### Exercise objective
Your answer should consist of the lines holding "window", copied from the material below.

════════

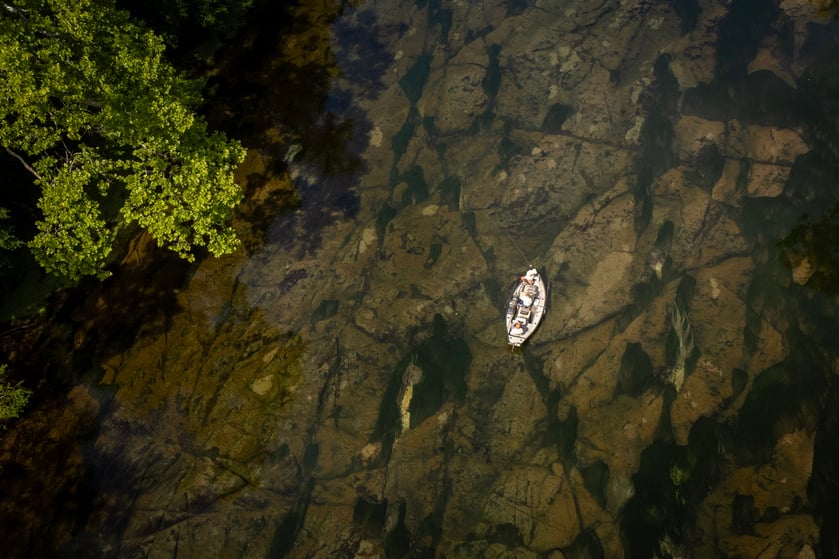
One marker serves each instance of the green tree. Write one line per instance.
(108, 129)
(13, 397)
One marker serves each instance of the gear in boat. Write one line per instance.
(526, 307)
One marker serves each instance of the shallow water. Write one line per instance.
(343, 387)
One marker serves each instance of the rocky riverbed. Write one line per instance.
(341, 387)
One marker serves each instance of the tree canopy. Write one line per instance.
(108, 129)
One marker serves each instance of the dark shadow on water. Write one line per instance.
(292, 99)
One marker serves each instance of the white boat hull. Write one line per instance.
(529, 316)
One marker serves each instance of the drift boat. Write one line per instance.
(526, 307)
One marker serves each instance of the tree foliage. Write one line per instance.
(109, 131)
(13, 397)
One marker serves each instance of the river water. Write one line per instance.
(341, 387)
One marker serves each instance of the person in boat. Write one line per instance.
(530, 276)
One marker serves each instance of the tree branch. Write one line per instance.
(24, 163)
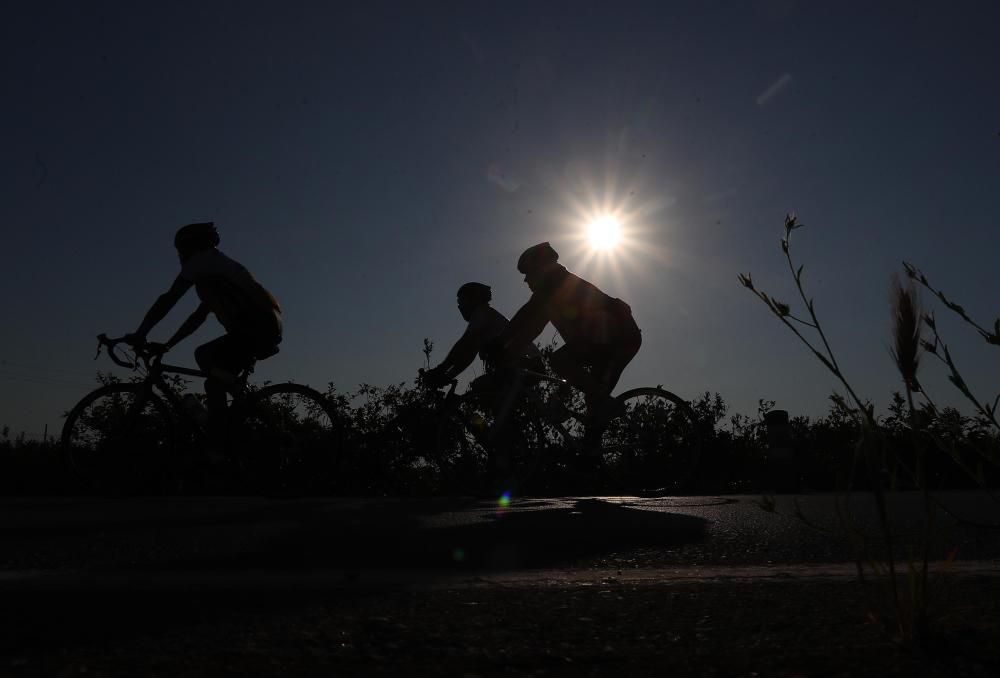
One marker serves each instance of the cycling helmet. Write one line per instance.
(536, 258)
(476, 293)
(194, 237)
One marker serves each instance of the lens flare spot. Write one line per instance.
(604, 232)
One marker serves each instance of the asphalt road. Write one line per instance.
(619, 585)
(59, 539)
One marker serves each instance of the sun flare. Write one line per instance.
(604, 233)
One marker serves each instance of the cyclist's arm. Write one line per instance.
(461, 355)
(166, 301)
(187, 328)
(526, 325)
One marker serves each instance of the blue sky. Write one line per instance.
(364, 161)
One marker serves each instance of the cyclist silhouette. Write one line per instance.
(485, 325)
(600, 334)
(249, 313)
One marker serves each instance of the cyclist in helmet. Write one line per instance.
(249, 313)
(485, 324)
(600, 334)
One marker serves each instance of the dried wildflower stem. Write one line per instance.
(869, 427)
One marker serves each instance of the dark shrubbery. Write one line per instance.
(387, 434)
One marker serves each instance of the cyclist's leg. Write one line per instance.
(571, 362)
(222, 360)
(621, 355)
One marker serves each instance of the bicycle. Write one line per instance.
(524, 435)
(278, 438)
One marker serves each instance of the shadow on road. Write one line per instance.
(547, 534)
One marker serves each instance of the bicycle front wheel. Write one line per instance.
(119, 438)
(286, 439)
(651, 442)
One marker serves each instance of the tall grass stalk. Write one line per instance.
(870, 446)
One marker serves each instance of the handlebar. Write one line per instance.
(142, 353)
(422, 377)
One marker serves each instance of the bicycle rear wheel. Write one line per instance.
(477, 455)
(119, 439)
(286, 440)
(651, 442)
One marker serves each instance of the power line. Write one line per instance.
(42, 380)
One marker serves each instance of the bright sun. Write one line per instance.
(604, 233)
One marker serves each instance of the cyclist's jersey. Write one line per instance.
(241, 304)
(578, 310)
(486, 324)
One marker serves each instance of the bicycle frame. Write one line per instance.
(504, 411)
(154, 367)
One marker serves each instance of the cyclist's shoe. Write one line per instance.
(557, 411)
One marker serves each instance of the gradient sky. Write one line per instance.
(365, 161)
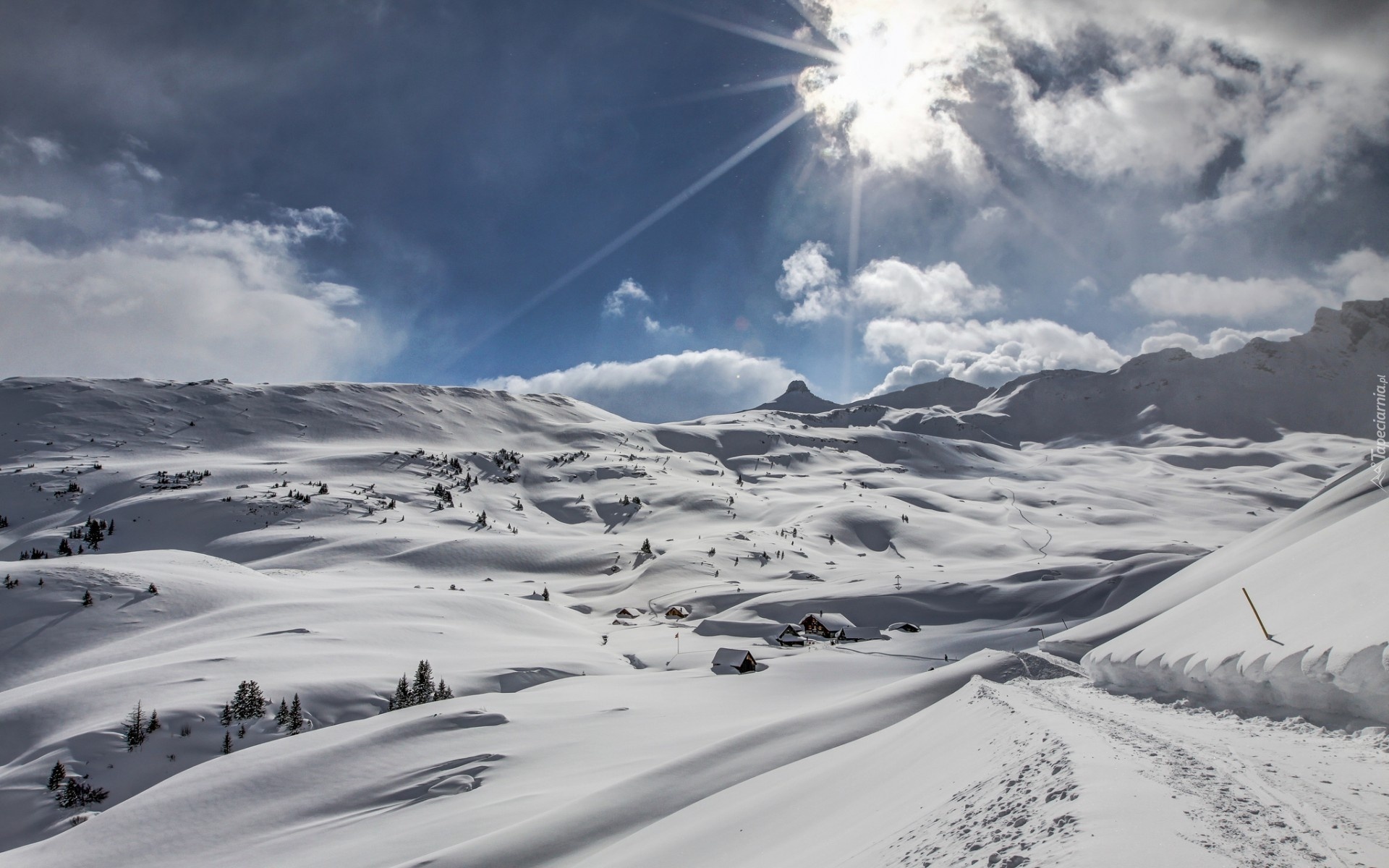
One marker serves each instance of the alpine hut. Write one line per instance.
(734, 660)
(824, 624)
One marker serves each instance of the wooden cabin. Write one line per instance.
(825, 624)
(734, 660)
(791, 637)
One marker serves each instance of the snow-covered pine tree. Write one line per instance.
(57, 777)
(135, 728)
(249, 703)
(402, 697)
(421, 691)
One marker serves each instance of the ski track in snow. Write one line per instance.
(1253, 793)
(1252, 806)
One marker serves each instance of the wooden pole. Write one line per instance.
(1267, 635)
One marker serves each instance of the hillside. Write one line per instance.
(326, 538)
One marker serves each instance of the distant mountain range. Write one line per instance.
(1321, 381)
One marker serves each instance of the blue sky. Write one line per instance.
(421, 191)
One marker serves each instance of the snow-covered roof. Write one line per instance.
(731, 658)
(833, 621)
(862, 632)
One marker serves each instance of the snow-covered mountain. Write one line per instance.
(323, 539)
(1321, 381)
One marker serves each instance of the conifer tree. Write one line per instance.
(135, 728)
(422, 688)
(249, 703)
(57, 775)
(67, 798)
(402, 697)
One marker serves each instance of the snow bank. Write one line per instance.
(1317, 578)
(1346, 496)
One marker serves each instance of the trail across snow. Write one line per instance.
(1253, 792)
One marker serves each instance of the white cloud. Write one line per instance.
(629, 292)
(664, 388)
(653, 327)
(45, 150)
(1195, 295)
(884, 286)
(1298, 87)
(1360, 274)
(893, 99)
(197, 300)
(985, 353)
(1159, 124)
(31, 208)
(1221, 341)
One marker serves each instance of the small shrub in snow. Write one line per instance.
(249, 703)
(80, 793)
(417, 692)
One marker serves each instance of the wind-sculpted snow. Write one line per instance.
(1317, 578)
(323, 539)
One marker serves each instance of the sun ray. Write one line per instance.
(742, 30)
(727, 90)
(856, 206)
(640, 226)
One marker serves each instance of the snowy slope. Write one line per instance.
(600, 728)
(1319, 585)
(1313, 382)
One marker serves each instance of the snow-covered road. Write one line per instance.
(1246, 792)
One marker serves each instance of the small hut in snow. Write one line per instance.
(791, 637)
(825, 624)
(859, 634)
(734, 660)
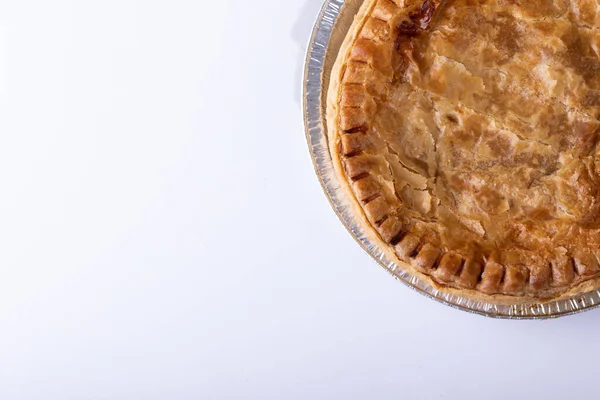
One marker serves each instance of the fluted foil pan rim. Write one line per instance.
(335, 17)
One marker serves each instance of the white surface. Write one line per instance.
(163, 235)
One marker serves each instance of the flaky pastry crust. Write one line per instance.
(466, 134)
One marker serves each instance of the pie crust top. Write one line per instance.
(466, 135)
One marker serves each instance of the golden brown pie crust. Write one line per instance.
(466, 134)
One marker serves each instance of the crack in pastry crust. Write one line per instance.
(467, 132)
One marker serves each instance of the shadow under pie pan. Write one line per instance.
(332, 25)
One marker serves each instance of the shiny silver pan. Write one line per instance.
(331, 26)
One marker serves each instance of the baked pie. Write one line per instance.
(465, 133)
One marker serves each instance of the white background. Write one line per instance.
(163, 235)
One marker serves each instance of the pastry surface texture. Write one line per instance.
(466, 135)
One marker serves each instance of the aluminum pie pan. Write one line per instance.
(329, 31)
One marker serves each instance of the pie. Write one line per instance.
(465, 134)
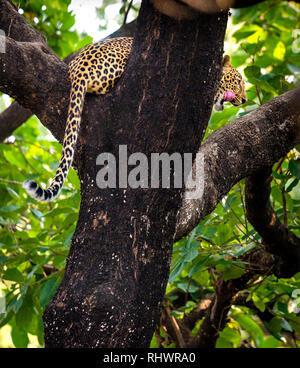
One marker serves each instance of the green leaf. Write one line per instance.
(247, 323)
(233, 272)
(49, 290)
(294, 168)
(13, 274)
(19, 337)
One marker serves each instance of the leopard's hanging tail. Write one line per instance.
(69, 144)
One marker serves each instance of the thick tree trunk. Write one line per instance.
(118, 265)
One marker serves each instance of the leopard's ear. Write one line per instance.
(226, 60)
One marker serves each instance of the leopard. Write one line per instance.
(96, 69)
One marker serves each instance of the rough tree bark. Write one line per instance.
(119, 260)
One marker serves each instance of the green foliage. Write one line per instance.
(35, 237)
(264, 51)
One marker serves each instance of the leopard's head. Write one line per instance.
(231, 88)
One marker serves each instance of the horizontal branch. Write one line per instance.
(277, 238)
(251, 143)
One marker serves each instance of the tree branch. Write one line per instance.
(278, 239)
(253, 142)
(15, 115)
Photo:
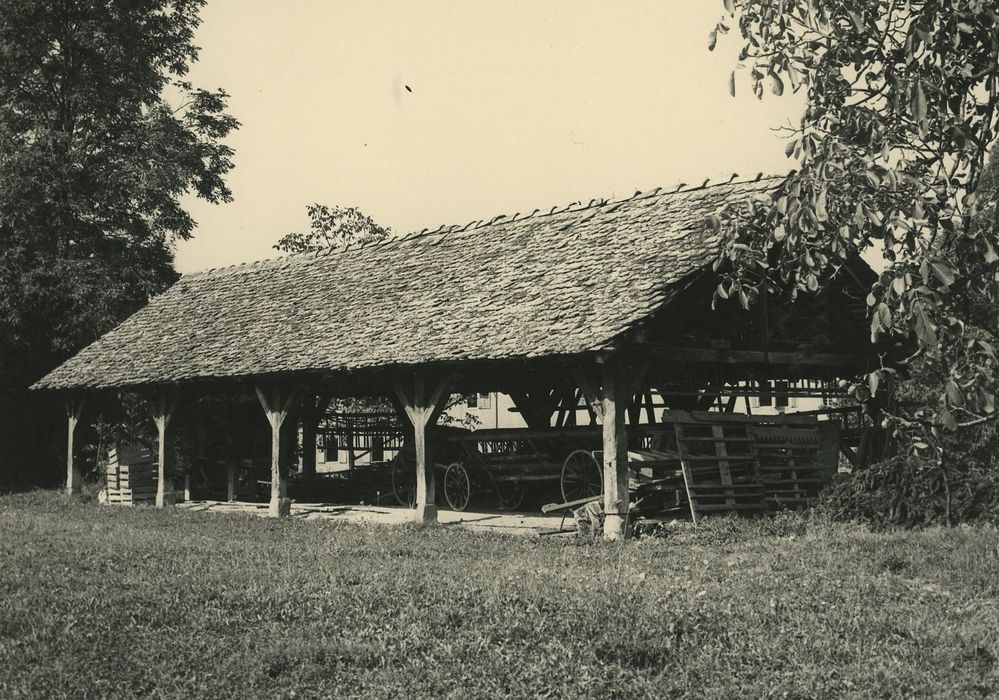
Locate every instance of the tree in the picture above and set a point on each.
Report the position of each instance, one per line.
(101, 134)
(333, 227)
(891, 153)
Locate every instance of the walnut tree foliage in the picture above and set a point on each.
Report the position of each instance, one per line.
(891, 154)
(101, 135)
(332, 228)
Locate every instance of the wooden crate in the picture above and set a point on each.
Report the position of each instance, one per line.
(131, 475)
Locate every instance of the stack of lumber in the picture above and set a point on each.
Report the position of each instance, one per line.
(791, 464)
(131, 475)
(364, 483)
(719, 464)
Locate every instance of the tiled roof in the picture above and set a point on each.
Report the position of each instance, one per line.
(555, 283)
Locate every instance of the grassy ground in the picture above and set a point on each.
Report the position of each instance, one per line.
(102, 601)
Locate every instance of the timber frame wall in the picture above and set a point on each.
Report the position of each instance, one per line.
(613, 384)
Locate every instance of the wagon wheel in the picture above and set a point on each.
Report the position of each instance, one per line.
(509, 493)
(457, 486)
(581, 477)
(404, 482)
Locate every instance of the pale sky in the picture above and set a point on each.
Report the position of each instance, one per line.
(515, 105)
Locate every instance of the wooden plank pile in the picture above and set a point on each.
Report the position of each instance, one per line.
(131, 475)
(700, 462)
(720, 470)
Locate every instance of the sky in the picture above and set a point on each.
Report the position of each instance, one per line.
(511, 106)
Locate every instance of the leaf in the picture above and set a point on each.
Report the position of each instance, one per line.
(943, 271)
(947, 419)
(776, 84)
(820, 206)
(926, 332)
(954, 394)
(919, 107)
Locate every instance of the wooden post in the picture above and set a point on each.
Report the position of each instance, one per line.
(230, 486)
(423, 407)
(162, 411)
(609, 402)
(313, 411)
(74, 477)
(277, 405)
(614, 402)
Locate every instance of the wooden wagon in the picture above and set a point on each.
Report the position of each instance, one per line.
(690, 463)
(494, 466)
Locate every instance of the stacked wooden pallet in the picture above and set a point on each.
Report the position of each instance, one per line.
(131, 475)
(719, 464)
(792, 464)
(734, 463)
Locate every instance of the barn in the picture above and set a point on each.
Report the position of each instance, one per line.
(605, 305)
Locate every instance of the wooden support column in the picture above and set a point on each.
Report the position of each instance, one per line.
(615, 395)
(423, 407)
(313, 410)
(162, 411)
(74, 477)
(609, 403)
(276, 403)
(230, 480)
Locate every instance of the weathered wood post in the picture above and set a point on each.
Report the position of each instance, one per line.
(230, 480)
(313, 409)
(608, 402)
(614, 401)
(277, 405)
(423, 408)
(162, 411)
(74, 477)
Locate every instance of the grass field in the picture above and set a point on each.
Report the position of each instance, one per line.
(103, 601)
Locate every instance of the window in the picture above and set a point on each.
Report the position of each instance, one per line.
(478, 401)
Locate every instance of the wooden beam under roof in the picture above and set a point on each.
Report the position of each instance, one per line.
(751, 357)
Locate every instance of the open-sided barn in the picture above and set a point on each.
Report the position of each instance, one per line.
(608, 300)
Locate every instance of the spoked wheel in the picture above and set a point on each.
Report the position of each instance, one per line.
(457, 486)
(509, 493)
(404, 482)
(581, 476)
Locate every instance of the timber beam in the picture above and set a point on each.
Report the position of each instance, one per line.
(162, 409)
(277, 402)
(608, 394)
(754, 357)
(74, 476)
(423, 400)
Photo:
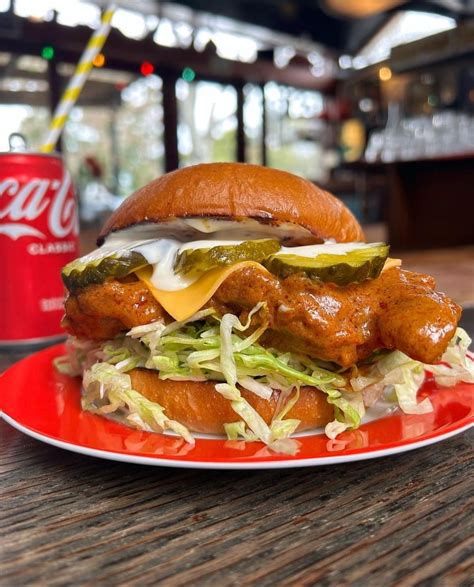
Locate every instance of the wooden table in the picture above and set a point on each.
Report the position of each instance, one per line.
(68, 520)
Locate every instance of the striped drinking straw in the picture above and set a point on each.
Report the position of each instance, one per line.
(77, 81)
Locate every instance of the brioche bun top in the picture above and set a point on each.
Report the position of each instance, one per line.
(237, 191)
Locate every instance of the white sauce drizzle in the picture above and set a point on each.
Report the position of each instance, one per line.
(161, 253)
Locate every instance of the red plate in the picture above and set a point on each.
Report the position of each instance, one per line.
(46, 405)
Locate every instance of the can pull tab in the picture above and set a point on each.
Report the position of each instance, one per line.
(17, 142)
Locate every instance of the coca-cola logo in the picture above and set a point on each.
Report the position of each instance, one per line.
(30, 200)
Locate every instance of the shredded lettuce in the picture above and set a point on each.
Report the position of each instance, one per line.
(225, 350)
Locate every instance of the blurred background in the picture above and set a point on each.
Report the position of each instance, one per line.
(371, 99)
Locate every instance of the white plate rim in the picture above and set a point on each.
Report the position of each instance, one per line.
(217, 465)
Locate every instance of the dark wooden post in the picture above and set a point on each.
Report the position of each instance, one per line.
(240, 149)
(170, 119)
(114, 144)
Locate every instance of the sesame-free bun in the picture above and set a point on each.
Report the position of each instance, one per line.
(238, 191)
(201, 408)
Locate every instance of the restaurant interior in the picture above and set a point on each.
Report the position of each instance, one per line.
(371, 100)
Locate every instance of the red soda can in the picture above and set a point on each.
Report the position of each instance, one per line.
(38, 236)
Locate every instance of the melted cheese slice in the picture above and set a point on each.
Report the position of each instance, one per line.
(183, 303)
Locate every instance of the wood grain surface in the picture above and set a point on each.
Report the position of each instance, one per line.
(71, 520)
(67, 519)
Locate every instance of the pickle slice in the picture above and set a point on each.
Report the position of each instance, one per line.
(199, 260)
(353, 267)
(89, 270)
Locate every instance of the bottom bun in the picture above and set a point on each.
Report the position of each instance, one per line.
(201, 408)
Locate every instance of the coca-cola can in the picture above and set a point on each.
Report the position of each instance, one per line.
(38, 236)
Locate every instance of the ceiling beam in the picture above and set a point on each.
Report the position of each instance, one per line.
(126, 54)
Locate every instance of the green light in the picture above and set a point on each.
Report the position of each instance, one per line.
(188, 74)
(47, 53)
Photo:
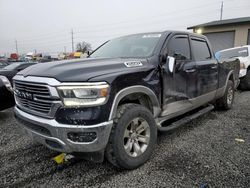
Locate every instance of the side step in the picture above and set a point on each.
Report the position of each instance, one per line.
(185, 119)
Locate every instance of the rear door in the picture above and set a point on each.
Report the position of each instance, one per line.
(207, 69)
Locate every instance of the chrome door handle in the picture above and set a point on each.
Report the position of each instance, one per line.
(190, 70)
(214, 67)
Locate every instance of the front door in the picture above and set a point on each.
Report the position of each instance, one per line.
(207, 70)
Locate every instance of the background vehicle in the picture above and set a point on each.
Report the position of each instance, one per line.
(6, 75)
(242, 53)
(114, 102)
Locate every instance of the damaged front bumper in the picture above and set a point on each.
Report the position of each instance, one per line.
(65, 138)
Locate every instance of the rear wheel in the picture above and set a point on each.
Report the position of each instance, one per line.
(132, 138)
(226, 102)
(245, 82)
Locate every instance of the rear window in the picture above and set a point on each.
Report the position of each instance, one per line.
(237, 52)
(200, 50)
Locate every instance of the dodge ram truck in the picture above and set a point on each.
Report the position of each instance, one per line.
(113, 103)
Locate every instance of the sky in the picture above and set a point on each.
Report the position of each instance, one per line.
(47, 25)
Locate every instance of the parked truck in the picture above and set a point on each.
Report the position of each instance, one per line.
(114, 102)
(242, 53)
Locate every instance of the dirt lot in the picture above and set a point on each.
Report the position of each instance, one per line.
(202, 153)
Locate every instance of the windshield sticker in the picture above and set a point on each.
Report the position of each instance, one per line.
(133, 64)
(152, 36)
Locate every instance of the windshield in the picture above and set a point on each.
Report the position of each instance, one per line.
(12, 66)
(139, 45)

════════

### Task response
Locate every instance of the window in the picture above and set a point on each.
Locate every instance of the rear window in the picture above and set a point on each.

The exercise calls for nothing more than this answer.